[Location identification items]
────
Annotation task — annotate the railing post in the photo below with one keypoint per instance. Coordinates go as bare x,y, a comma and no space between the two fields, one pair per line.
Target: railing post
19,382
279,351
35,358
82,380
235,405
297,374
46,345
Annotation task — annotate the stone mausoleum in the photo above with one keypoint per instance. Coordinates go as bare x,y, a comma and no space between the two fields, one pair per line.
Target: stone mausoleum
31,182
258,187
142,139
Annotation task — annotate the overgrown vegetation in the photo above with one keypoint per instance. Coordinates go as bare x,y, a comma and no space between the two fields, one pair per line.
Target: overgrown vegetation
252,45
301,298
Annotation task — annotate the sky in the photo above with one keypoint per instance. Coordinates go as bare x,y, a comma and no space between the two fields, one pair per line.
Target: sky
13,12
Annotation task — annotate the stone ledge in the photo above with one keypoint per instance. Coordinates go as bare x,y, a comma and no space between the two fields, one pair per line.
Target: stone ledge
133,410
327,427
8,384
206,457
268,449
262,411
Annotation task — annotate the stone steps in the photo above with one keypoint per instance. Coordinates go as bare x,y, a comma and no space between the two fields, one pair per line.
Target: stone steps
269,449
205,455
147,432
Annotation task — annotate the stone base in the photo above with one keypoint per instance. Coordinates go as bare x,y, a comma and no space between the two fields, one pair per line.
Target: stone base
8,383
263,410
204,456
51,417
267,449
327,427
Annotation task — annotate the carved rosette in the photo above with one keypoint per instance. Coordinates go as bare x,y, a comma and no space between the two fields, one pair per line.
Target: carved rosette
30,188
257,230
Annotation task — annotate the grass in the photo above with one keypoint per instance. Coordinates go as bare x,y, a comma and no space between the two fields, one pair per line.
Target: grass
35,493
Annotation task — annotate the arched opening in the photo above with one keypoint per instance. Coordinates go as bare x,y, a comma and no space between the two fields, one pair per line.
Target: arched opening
────
● **Stated goal**:
Transcribe all of the data above word for word, reproducing every line without any change.

● **Solution to this task**:
Annotation task — annotate the railing post in the photo below with one keypoint per instance. Coordinates go as bare x,y, a comma and no space between the two fields, one pair per line.
Target: railing post
19,382
279,351
35,358
82,380
235,405
297,374
46,345
Annotation task — annotate the stone mausoleum in the photo above with one keypoint per instance. Coordinates go as bare x,y, a comma and no space between the two fields, one pair per line.
Target: stone mausoleum
31,182
258,187
142,139
Annotation task — annotate the overgrown vegetation in the photo above with one keypoint per instance. Coordinates go as bare x,y, a comma and no space between the two fields, one pair per line.
Target: overgrown vegetation
252,45
301,298
Annotation task — annotate the sky in the photo above with one keypoint per instance. Coordinates go as bare x,y, a comma and no space between the two fields, one pair per line.
Target: sky
13,12
Annotation task — annotate the stone ledge in the photo above with one keypoint per instance. Coordinates go as bare x,y, a comma and no space between the two fields, one pair per line.
Target: stone ledge
133,410
327,427
8,384
206,457
268,449
262,411
Annotation task — annotate the stone steps in the photo above with one keypoint per instance. Coordinates go as bare x,y, a comma and no space between the two fields, one pair per line.
Target: stone steps
269,449
205,455
147,432
Annotation task — annotate the stone base in the photo above with one keypoint per instance. Coordinates go as bare x,y, a comma and no space between the two fields, one pair per line.
Target: stone base
8,383
263,410
204,456
51,417
267,449
327,427
Annotation task — annotate the carved rosette in the photo above with one keypoint per instance. Coordinates go as bare x,y, a comma and no space between the two fields, one pair per line.
Target: carved rosette
30,188
257,230
Annotation task — annotate the grass in the photo above with one keypoint per instance. Coordinates go as bare x,y, a comma and no space between the two fields, one pair per line.
Target: grass
35,493
Annotation task — annotate the arched opening in the photo above with one keypoint per instance. Coordinates go as bare x,y, a comma and no space between the two fields, one pair per line.
Target: arched opening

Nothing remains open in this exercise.